> WHAT YOU WILL DO:
Rewrite the thread from the words "EDIT: Removed a" through "finally to humans?", swapping "phenomics" for "genomics".

> SUPPLIED TEXT:
┌────────

SandwichNo5059 t1_j7mc3zs wrote

How do you balance time in dry lab machine learning predictions vs. experimental work in cells or animals to validate a compound?


ShakeNBakeGibson OP t1_j7mka71 wrote

We actually think about this a lot and we believe that these processes need to learn from each other. We build feedback and feed forward loops between dry lab and experimental work - essentially we think iteration is most important. We do up to 2.2 millions experiments in our wet lab each week to feed machine learning predictions and those predictions feed back into the wet lab experiment design. We do all of this in service of decoding biology and delivering therapeutics to patients.


EDIT: Removed a typo.


BioRevolution t1_j7md1lk wrote

What are your ambitions/acticities around 3 dimensional cell assays/Co-cultivation/Organ on a chip technologies to further advance your phenomics studies and bring them closer to animal models and finally to humans?

└────────

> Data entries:
┌────────

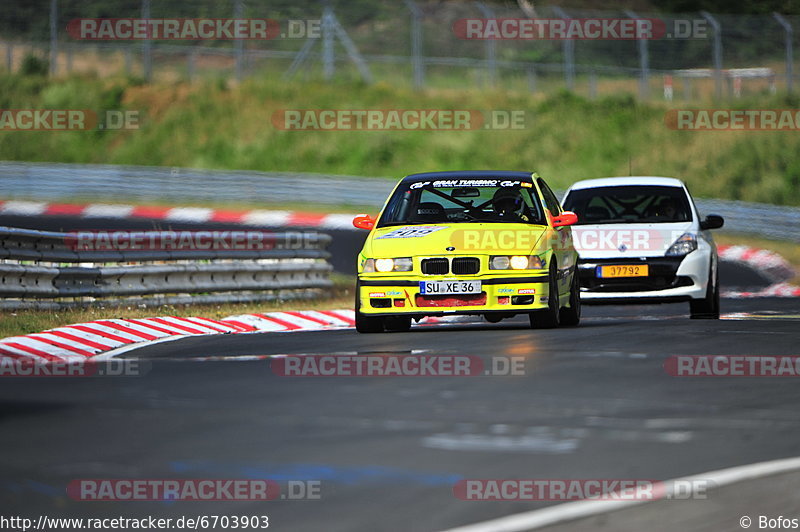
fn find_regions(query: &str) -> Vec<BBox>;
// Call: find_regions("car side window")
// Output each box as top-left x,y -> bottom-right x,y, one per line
537,178 -> 561,216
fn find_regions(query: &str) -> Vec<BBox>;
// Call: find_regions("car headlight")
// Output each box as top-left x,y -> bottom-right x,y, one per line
667,233 -> 697,257
489,255 -> 545,270
364,257 -> 414,273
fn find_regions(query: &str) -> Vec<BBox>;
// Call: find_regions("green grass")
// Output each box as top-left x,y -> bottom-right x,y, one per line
0,75 -> 800,205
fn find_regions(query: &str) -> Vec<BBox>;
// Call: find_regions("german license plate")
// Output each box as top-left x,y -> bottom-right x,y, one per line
419,281 -> 481,296
597,264 -> 650,278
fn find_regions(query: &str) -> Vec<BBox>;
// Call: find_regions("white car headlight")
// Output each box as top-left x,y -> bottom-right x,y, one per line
489,255 -> 545,270
667,233 -> 697,257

└────────

> ANSWER BOX:
EDIT: Removed a typo.


BioRevolution t1_j7md1lk wrote

What are your ambitions/acticities around 3 dimensional cell assays/Co-cultivation/Organ on a chip technologies to further advance your genomics studies and bring them closer to animal models and finally to humans?